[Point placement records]
— start —

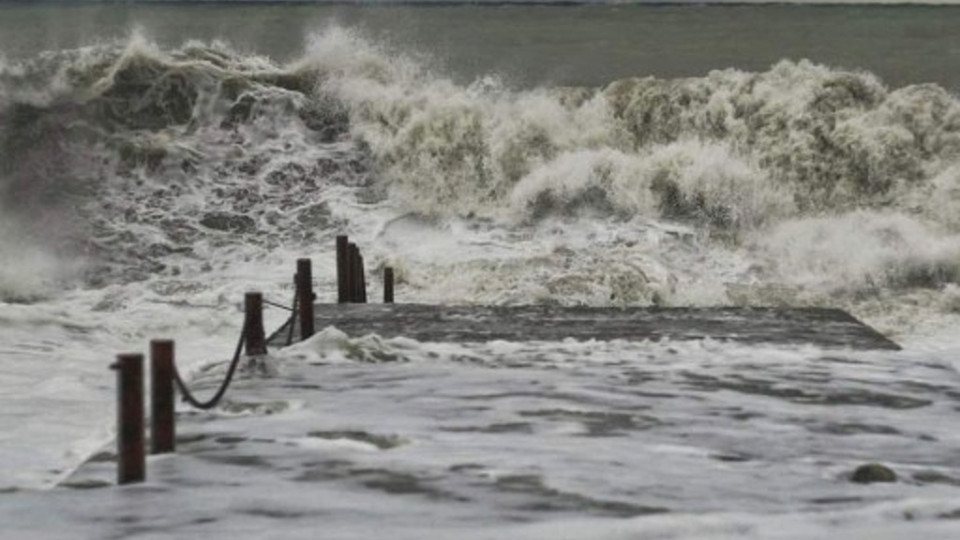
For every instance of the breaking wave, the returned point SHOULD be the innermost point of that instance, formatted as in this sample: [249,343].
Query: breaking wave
[801,179]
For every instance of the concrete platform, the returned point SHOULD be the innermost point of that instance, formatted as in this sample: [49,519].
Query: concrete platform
[833,328]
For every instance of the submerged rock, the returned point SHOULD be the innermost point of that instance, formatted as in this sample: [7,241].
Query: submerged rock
[873,472]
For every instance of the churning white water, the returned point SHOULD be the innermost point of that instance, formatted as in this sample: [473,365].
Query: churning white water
[144,189]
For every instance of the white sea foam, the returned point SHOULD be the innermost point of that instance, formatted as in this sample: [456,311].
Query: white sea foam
[185,177]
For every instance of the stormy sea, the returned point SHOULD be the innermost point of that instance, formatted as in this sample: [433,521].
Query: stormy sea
[160,159]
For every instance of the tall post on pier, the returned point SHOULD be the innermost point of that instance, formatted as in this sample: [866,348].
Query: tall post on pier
[305,297]
[343,268]
[350,283]
[388,285]
[361,280]
[254,340]
[355,273]
[162,416]
[131,460]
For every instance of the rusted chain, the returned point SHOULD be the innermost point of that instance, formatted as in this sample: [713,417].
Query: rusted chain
[212,402]
[276,305]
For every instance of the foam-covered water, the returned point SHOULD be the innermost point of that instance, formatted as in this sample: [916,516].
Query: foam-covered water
[144,188]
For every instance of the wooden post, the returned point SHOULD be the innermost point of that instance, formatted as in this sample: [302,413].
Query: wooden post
[162,417]
[305,297]
[255,340]
[343,268]
[388,285]
[131,461]
[351,282]
[361,280]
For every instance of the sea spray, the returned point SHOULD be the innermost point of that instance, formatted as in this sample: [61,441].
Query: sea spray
[733,187]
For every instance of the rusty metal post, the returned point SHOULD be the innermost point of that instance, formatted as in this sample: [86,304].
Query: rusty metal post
[255,340]
[388,285]
[305,297]
[343,269]
[362,279]
[162,417]
[351,282]
[131,460]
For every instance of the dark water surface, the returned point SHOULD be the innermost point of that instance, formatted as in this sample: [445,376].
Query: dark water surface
[539,45]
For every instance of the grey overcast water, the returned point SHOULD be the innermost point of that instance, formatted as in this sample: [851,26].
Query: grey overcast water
[538,45]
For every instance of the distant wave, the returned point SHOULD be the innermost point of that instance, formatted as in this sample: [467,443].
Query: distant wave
[136,155]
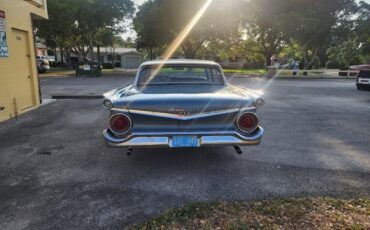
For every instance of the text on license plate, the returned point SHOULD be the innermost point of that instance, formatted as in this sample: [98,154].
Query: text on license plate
[185,141]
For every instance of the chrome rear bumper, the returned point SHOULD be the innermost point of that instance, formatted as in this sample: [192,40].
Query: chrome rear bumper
[227,138]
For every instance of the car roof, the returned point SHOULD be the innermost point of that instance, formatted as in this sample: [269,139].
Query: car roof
[179,62]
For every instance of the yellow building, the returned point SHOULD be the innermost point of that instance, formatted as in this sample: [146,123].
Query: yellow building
[19,87]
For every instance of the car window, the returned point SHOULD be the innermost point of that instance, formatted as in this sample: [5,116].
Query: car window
[180,75]
[364,73]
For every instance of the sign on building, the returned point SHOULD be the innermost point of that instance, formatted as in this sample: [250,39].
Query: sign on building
[3,42]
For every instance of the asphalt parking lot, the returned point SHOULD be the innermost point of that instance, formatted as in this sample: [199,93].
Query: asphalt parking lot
[57,173]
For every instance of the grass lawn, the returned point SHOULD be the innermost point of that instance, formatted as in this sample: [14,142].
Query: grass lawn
[307,213]
[245,71]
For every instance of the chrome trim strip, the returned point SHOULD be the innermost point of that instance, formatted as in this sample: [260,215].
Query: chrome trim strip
[181,117]
[164,139]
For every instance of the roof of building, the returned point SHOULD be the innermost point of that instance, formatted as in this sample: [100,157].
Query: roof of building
[116,50]
[180,62]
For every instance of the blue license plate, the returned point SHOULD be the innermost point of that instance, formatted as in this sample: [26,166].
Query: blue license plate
[185,141]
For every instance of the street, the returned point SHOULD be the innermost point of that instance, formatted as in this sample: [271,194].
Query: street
[57,173]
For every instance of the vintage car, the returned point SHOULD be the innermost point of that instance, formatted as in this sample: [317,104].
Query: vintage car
[182,103]
[363,80]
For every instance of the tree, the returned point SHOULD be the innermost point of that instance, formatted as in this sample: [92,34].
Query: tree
[310,23]
[73,25]
[94,15]
[363,28]
[346,53]
[262,26]
[159,22]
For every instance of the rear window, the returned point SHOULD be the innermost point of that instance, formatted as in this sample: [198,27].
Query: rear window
[180,75]
[364,74]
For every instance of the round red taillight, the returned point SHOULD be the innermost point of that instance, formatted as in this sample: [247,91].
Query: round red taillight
[247,122]
[120,124]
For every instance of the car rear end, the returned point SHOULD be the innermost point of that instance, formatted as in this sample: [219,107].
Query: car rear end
[363,80]
[183,115]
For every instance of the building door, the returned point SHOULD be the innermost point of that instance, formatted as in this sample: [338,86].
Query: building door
[24,93]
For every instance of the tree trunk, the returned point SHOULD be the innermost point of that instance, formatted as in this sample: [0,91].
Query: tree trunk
[91,47]
[61,55]
[305,58]
[268,60]
[98,47]
[151,53]
[55,55]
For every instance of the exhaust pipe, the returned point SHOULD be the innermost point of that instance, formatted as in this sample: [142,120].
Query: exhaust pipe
[130,151]
[238,150]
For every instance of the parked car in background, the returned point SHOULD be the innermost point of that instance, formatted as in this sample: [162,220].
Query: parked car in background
[353,70]
[182,103]
[363,80]
[42,64]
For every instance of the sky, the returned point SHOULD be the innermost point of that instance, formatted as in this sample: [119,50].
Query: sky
[131,33]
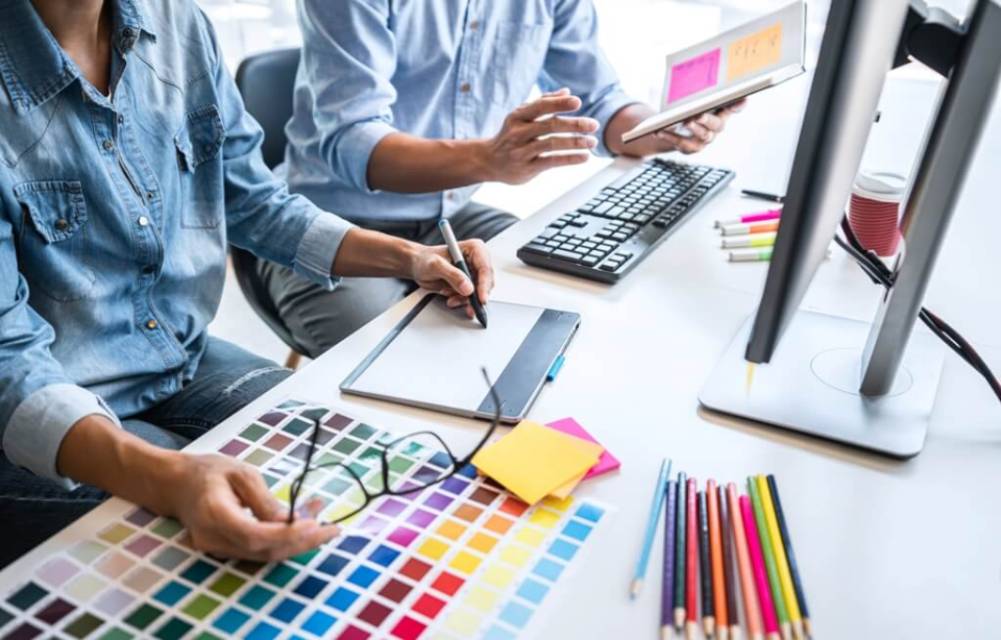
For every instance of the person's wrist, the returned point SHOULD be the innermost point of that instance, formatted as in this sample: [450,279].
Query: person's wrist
[481,158]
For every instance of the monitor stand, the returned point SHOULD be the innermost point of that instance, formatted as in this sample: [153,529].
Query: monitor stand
[812,386]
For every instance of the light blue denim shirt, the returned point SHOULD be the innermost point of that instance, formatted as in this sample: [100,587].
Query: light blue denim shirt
[115,215]
[431,68]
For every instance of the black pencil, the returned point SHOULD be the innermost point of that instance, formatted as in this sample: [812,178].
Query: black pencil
[680,555]
[787,542]
[708,619]
[728,564]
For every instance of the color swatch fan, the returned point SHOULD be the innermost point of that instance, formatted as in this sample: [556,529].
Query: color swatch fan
[747,59]
[459,559]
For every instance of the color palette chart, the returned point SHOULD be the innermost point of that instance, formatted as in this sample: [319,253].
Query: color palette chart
[460,559]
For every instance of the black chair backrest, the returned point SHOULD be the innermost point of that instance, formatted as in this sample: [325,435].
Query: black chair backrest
[266,81]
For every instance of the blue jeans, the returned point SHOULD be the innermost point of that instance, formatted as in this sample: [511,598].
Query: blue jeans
[32,509]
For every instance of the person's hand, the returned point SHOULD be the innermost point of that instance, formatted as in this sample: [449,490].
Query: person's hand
[704,130]
[433,270]
[210,495]
[533,132]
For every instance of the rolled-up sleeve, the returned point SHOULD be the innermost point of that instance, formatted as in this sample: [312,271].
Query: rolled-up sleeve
[38,402]
[576,60]
[348,59]
[262,216]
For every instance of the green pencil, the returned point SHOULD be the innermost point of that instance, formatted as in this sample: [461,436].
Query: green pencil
[770,564]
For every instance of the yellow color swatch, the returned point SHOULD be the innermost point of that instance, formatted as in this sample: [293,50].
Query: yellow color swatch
[481,543]
[754,52]
[544,518]
[464,562]
[560,504]
[481,599]
[464,623]
[451,530]
[498,577]
[432,549]
[533,461]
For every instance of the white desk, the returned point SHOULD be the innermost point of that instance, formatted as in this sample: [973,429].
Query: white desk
[887,549]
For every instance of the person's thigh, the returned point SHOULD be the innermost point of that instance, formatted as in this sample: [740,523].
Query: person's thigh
[474,220]
[227,380]
[319,318]
[33,509]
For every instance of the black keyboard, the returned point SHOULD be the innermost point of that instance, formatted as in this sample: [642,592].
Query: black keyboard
[609,235]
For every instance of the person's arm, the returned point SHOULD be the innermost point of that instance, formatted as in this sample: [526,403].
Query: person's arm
[348,44]
[575,60]
[62,432]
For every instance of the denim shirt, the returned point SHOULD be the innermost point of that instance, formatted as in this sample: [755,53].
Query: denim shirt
[449,69]
[115,214]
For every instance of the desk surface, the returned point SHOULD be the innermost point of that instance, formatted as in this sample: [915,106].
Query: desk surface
[887,549]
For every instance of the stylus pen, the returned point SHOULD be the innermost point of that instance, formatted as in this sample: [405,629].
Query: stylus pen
[762,195]
[459,262]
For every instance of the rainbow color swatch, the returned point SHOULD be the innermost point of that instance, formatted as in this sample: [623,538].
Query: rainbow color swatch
[457,560]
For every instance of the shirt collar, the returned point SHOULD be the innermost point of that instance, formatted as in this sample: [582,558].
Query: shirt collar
[34,68]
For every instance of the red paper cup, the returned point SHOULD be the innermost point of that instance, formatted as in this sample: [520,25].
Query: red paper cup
[874,211]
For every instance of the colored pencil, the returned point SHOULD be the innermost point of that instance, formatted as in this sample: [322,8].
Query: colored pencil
[706,569]
[758,564]
[716,562]
[752,605]
[770,566]
[729,569]
[787,542]
[648,539]
[691,560]
[668,585]
[785,578]
[681,548]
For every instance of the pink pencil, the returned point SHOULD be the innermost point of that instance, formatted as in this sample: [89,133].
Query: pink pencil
[747,218]
[758,564]
[752,610]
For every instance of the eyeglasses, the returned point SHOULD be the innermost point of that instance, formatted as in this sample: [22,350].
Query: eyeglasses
[344,480]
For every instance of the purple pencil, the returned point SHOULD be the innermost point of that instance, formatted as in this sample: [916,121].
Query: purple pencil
[668,586]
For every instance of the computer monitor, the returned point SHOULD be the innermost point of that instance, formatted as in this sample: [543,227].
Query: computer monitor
[867,385]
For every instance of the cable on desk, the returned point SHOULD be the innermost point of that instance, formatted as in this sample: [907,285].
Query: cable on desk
[880,273]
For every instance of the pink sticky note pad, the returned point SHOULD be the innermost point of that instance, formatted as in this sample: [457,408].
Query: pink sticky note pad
[606,463]
[694,75]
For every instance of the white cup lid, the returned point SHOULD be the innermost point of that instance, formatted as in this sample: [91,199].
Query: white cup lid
[882,186]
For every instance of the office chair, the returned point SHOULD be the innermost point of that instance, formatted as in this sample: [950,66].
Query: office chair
[266,82]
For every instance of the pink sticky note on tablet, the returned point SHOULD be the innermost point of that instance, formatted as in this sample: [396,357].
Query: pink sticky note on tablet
[606,463]
[694,75]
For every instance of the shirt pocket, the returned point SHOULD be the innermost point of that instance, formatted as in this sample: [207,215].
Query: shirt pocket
[53,246]
[200,167]
[517,59]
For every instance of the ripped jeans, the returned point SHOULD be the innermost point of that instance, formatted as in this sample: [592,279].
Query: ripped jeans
[32,509]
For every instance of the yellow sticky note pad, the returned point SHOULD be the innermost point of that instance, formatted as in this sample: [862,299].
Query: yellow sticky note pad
[533,461]
[754,52]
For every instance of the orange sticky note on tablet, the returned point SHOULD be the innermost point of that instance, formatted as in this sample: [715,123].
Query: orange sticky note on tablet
[533,461]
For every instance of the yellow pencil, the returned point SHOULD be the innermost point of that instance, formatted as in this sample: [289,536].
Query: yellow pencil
[785,577]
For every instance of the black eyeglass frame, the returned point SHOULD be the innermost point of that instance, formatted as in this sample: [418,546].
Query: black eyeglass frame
[456,464]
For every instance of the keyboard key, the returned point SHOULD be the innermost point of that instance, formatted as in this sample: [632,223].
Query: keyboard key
[538,248]
[571,256]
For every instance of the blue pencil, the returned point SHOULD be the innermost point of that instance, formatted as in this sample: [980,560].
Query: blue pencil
[648,539]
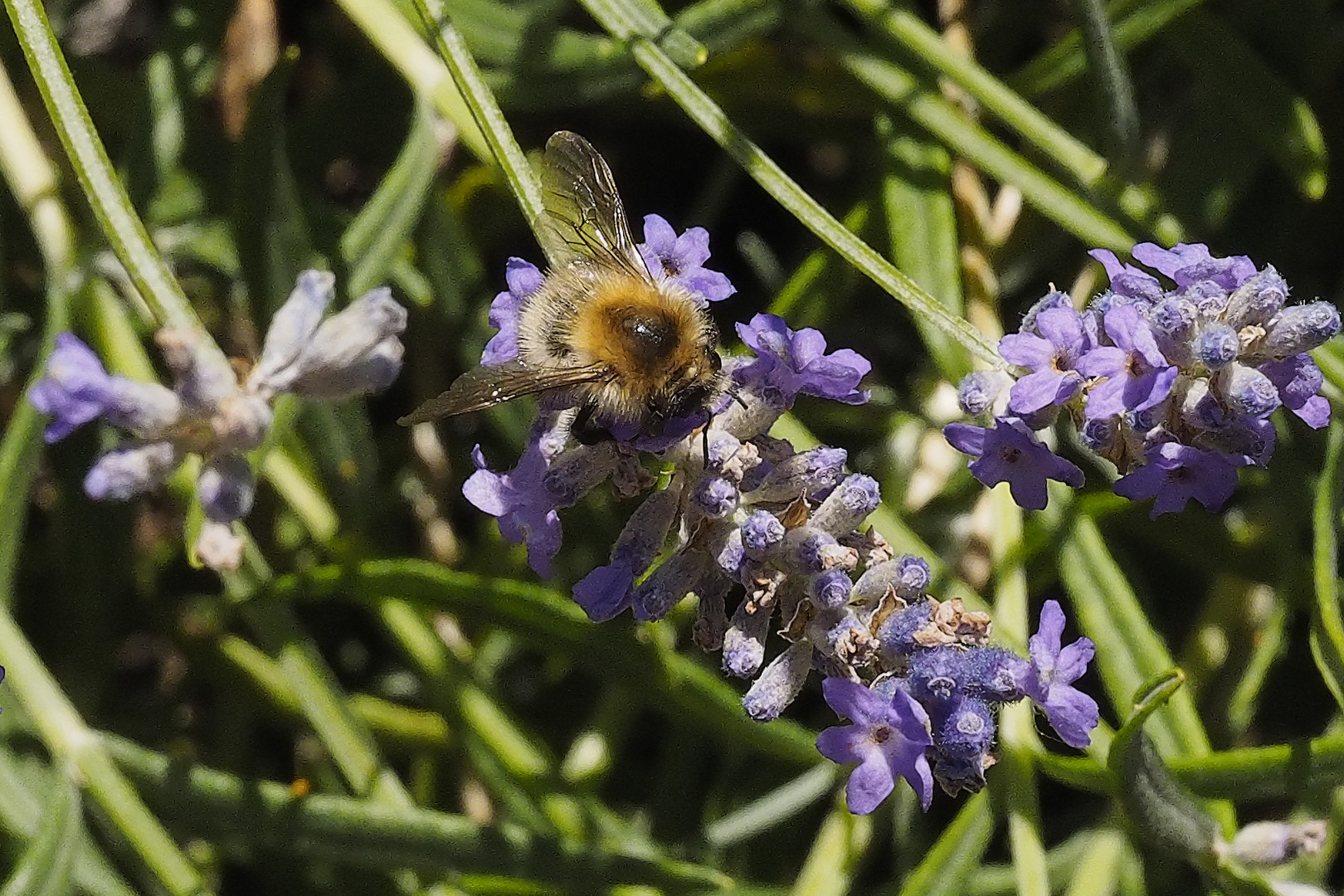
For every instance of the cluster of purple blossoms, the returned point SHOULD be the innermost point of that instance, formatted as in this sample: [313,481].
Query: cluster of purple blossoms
[767,539]
[1172,386]
[214,414]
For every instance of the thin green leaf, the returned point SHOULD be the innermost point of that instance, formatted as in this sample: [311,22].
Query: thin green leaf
[835,855]
[1110,614]
[923,229]
[774,807]
[1328,620]
[47,865]
[270,226]
[1161,811]
[956,855]
[375,236]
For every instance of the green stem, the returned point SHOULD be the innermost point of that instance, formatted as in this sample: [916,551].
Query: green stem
[89,158]
[485,108]
[615,17]
[32,182]
[353,832]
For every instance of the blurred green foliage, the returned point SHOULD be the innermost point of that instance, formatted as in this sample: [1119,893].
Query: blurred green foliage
[386,700]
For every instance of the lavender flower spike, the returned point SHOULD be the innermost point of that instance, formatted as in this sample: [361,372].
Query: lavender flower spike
[682,260]
[1051,358]
[1010,453]
[1137,375]
[523,280]
[795,362]
[1050,680]
[888,739]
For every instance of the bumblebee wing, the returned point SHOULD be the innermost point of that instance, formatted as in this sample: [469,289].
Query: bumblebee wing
[583,218]
[485,387]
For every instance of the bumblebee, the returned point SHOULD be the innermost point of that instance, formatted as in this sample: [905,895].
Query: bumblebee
[601,332]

— end —

AIM:
Each line from the one containing "For every instance of the lavender" to the end of the records should be echoed exactly, and no other line.

EXPECTED OUTPUT:
For every instance of the lavender flower spike, the returned point SHOULD be the innermost point of that instance, formatted as in this sample: [361,372].
Query: lavender flower spike
[682,260]
[1051,358]
[1010,453]
[1137,375]
[523,280]
[795,362]
[1050,680]
[888,739]
For every instance of the bumblebee wing, the returned point SHOULD be the innermost point of that instance, formatted as in this sample: [469,289].
Query: bumblebee wing
[583,218]
[485,387]
For every instance of the bumblebee, the returned point SHOULD be the innermost point of that instance, formatted as in this sample: [905,895].
Query: bumblebee
[601,332]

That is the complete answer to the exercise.